- **WHAT NEEDS TO BE DONE**:
The records below are to be written out again, exactly as they appear.

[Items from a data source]
########

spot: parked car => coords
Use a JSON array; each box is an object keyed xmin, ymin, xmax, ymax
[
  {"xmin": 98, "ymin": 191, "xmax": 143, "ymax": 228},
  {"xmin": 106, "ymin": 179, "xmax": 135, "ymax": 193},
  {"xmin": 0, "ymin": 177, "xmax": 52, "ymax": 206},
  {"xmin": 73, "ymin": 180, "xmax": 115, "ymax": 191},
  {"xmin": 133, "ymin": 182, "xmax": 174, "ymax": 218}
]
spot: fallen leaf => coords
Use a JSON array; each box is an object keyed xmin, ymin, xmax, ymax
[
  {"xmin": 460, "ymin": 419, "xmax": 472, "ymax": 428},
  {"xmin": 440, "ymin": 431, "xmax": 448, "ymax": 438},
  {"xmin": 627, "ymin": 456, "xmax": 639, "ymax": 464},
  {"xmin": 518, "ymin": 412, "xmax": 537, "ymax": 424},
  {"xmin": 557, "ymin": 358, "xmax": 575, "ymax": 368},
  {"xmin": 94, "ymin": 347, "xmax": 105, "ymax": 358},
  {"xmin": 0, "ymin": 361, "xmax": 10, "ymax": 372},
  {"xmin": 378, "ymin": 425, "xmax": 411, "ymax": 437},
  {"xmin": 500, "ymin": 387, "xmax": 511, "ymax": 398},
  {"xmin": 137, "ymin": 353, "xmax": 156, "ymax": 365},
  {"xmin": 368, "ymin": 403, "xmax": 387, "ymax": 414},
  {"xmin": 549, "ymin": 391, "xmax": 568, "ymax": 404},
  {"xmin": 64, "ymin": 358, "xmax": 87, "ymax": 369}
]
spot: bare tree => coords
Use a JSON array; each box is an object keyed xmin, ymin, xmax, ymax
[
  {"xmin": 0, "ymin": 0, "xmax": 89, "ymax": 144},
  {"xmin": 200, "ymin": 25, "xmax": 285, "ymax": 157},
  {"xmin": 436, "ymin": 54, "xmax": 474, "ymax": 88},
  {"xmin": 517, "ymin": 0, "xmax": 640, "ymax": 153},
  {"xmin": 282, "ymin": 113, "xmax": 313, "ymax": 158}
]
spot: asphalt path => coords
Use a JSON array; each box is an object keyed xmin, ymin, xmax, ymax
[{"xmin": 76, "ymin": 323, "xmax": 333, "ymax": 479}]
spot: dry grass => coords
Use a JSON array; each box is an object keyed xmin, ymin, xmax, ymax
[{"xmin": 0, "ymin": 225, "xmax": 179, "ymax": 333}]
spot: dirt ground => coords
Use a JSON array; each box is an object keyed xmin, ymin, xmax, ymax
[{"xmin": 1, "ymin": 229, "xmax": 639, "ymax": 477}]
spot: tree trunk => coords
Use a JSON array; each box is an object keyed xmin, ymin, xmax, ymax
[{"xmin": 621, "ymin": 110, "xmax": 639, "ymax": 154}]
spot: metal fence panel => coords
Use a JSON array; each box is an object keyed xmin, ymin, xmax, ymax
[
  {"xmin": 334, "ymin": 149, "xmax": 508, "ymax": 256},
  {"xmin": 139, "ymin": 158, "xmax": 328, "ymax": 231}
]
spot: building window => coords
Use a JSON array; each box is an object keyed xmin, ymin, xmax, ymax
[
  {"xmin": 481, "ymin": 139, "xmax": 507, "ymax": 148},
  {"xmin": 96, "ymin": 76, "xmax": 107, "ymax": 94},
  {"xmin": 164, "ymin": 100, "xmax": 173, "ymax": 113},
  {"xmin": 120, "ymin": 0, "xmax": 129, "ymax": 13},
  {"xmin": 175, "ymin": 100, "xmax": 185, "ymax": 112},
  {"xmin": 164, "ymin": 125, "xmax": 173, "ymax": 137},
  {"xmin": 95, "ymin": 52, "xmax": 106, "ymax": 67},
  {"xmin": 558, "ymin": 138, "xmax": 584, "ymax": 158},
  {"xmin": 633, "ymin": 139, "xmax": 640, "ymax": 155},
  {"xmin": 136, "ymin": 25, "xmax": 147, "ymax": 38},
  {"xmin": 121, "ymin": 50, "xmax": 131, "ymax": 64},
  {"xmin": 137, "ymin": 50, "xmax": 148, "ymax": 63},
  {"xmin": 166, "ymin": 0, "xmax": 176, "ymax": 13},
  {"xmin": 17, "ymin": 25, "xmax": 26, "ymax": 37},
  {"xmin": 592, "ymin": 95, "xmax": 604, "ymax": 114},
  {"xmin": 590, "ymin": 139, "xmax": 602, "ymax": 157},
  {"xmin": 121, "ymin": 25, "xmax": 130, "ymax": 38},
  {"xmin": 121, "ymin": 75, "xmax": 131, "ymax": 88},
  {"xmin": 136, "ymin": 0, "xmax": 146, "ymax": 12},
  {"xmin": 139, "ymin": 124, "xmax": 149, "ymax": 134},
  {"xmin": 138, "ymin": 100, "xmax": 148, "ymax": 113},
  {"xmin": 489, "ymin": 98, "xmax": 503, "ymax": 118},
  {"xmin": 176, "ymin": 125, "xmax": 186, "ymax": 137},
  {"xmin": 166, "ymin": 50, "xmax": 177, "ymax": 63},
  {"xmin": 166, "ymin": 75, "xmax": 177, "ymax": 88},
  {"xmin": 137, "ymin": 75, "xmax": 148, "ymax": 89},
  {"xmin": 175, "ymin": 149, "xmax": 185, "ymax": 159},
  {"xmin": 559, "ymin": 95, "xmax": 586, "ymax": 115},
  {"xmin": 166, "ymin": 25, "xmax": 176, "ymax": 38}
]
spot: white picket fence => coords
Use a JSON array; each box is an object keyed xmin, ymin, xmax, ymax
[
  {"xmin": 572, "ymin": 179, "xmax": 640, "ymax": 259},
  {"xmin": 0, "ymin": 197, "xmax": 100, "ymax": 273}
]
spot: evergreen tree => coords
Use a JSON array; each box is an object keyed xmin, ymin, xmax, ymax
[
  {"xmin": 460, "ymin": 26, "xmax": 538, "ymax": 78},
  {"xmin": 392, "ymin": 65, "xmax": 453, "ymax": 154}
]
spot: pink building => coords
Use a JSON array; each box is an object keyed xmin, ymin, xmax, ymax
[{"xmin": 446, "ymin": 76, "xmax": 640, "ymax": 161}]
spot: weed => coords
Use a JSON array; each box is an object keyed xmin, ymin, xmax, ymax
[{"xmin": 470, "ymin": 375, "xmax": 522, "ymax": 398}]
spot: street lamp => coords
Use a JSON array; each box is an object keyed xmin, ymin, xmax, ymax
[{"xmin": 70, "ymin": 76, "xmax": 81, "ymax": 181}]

########

- **FINISHED TASK**:
spot: parked car => coords
Use a JSON array; each box is an object keyed xmin, ymin, xmax, ymax
[
  {"xmin": 98, "ymin": 191, "xmax": 143, "ymax": 228},
  {"xmin": 106, "ymin": 179, "xmax": 135, "ymax": 193},
  {"xmin": 0, "ymin": 177, "xmax": 52, "ymax": 206},
  {"xmin": 73, "ymin": 180, "xmax": 115, "ymax": 191},
  {"xmin": 133, "ymin": 182, "xmax": 174, "ymax": 218}
]
spot: fallen leaf => coords
Use a JSON array; each box is an object keyed xmin, ymin, xmax, ymax
[
  {"xmin": 460, "ymin": 419, "xmax": 472, "ymax": 428},
  {"xmin": 440, "ymin": 431, "xmax": 448, "ymax": 438},
  {"xmin": 627, "ymin": 456, "xmax": 639, "ymax": 464},
  {"xmin": 518, "ymin": 412, "xmax": 537, "ymax": 424},
  {"xmin": 557, "ymin": 358, "xmax": 575, "ymax": 368},
  {"xmin": 94, "ymin": 347, "xmax": 105, "ymax": 358},
  {"xmin": 0, "ymin": 361, "xmax": 10, "ymax": 372},
  {"xmin": 378, "ymin": 425, "xmax": 411, "ymax": 437},
  {"xmin": 500, "ymin": 387, "xmax": 511, "ymax": 398},
  {"xmin": 137, "ymin": 353, "xmax": 156, "ymax": 365},
  {"xmin": 368, "ymin": 403, "xmax": 387, "ymax": 414},
  {"xmin": 549, "ymin": 391, "xmax": 568, "ymax": 404},
  {"xmin": 64, "ymin": 358, "xmax": 87, "ymax": 369}
]
spot: bare tree => coords
Use a JSON array; each box is an object keyed xmin, ymin, xmax, ymax
[
  {"xmin": 0, "ymin": 0, "xmax": 89, "ymax": 144},
  {"xmin": 200, "ymin": 25, "xmax": 285, "ymax": 157},
  {"xmin": 436, "ymin": 54, "xmax": 474, "ymax": 88},
  {"xmin": 517, "ymin": 0, "xmax": 640, "ymax": 153},
  {"xmin": 282, "ymin": 113, "xmax": 313, "ymax": 158}
]
spot: asphalt path => coords
Use a JSON array; each box is an object keyed xmin, ymin, xmax, ymax
[{"xmin": 76, "ymin": 323, "xmax": 333, "ymax": 479}]
spot: dry grass => coords
Use a JSON array; each box is an object keyed xmin, ymin, xmax, ymax
[{"xmin": 0, "ymin": 225, "xmax": 179, "ymax": 333}]
spot: dirt ground => coords
Use a JSON array; each box is an object keyed xmin, ymin, xmax, ymax
[{"xmin": 1, "ymin": 229, "xmax": 639, "ymax": 477}]
spot: tree trunk => coords
Use a JSON array; each box is an object keyed xmin, ymin, xmax, ymax
[{"xmin": 621, "ymin": 110, "xmax": 639, "ymax": 154}]
spot: metal fence panel => coords
Use a JSON array; each box is an object keyed xmin, ymin, xmax, ymax
[
  {"xmin": 334, "ymin": 149, "xmax": 508, "ymax": 256},
  {"xmin": 139, "ymin": 158, "xmax": 328, "ymax": 231}
]
spot: building window => coords
Use a JSON array; each box is an object keyed xmin, ymin, xmax, ymax
[
  {"xmin": 481, "ymin": 139, "xmax": 507, "ymax": 148},
  {"xmin": 96, "ymin": 76, "xmax": 107, "ymax": 94},
  {"xmin": 164, "ymin": 100, "xmax": 173, "ymax": 113},
  {"xmin": 120, "ymin": 0, "xmax": 129, "ymax": 13},
  {"xmin": 175, "ymin": 100, "xmax": 185, "ymax": 112},
  {"xmin": 164, "ymin": 125, "xmax": 173, "ymax": 137},
  {"xmin": 95, "ymin": 52, "xmax": 106, "ymax": 67},
  {"xmin": 558, "ymin": 138, "xmax": 584, "ymax": 158},
  {"xmin": 633, "ymin": 139, "xmax": 640, "ymax": 155},
  {"xmin": 136, "ymin": 25, "xmax": 147, "ymax": 38},
  {"xmin": 121, "ymin": 50, "xmax": 131, "ymax": 64},
  {"xmin": 137, "ymin": 50, "xmax": 148, "ymax": 63},
  {"xmin": 166, "ymin": 0, "xmax": 176, "ymax": 13},
  {"xmin": 17, "ymin": 25, "xmax": 26, "ymax": 37},
  {"xmin": 592, "ymin": 95, "xmax": 604, "ymax": 114},
  {"xmin": 590, "ymin": 139, "xmax": 602, "ymax": 157},
  {"xmin": 121, "ymin": 25, "xmax": 130, "ymax": 38},
  {"xmin": 121, "ymin": 75, "xmax": 131, "ymax": 88},
  {"xmin": 136, "ymin": 0, "xmax": 146, "ymax": 12},
  {"xmin": 139, "ymin": 124, "xmax": 149, "ymax": 134},
  {"xmin": 138, "ymin": 100, "xmax": 148, "ymax": 113},
  {"xmin": 489, "ymin": 98, "xmax": 503, "ymax": 118},
  {"xmin": 176, "ymin": 125, "xmax": 186, "ymax": 137},
  {"xmin": 166, "ymin": 50, "xmax": 177, "ymax": 63},
  {"xmin": 166, "ymin": 75, "xmax": 177, "ymax": 88},
  {"xmin": 137, "ymin": 75, "xmax": 148, "ymax": 89},
  {"xmin": 175, "ymin": 149, "xmax": 185, "ymax": 159},
  {"xmin": 559, "ymin": 95, "xmax": 586, "ymax": 115},
  {"xmin": 166, "ymin": 25, "xmax": 176, "ymax": 38}
]
spot: white picket fence => coords
Use a JSON array; each box is an object keyed xmin, ymin, xmax, ymax
[
  {"xmin": 572, "ymin": 179, "xmax": 640, "ymax": 259},
  {"xmin": 0, "ymin": 197, "xmax": 100, "ymax": 273}
]
spot: evergreen tree => coords
Use a JSON array; each box is an object keyed xmin, ymin, xmax, ymax
[
  {"xmin": 460, "ymin": 26, "xmax": 538, "ymax": 78},
  {"xmin": 392, "ymin": 65, "xmax": 453, "ymax": 154}
]
spot: pink building => coords
Use a JSON array; each box is an object keyed xmin, ymin, xmax, ymax
[{"xmin": 446, "ymin": 76, "xmax": 640, "ymax": 161}]
spot: weed => coords
Use a JSON array; each box is an object keyed xmin, ymin, xmax, ymax
[{"xmin": 470, "ymin": 375, "xmax": 522, "ymax": 398}]
spot: street lamp => coords
Use a JSON array; each box is an object keyed xmin, ymin, xmax, ymax
[{"xmin": 70, "ymin": 76, "xmax": 81, "ymax": 181}]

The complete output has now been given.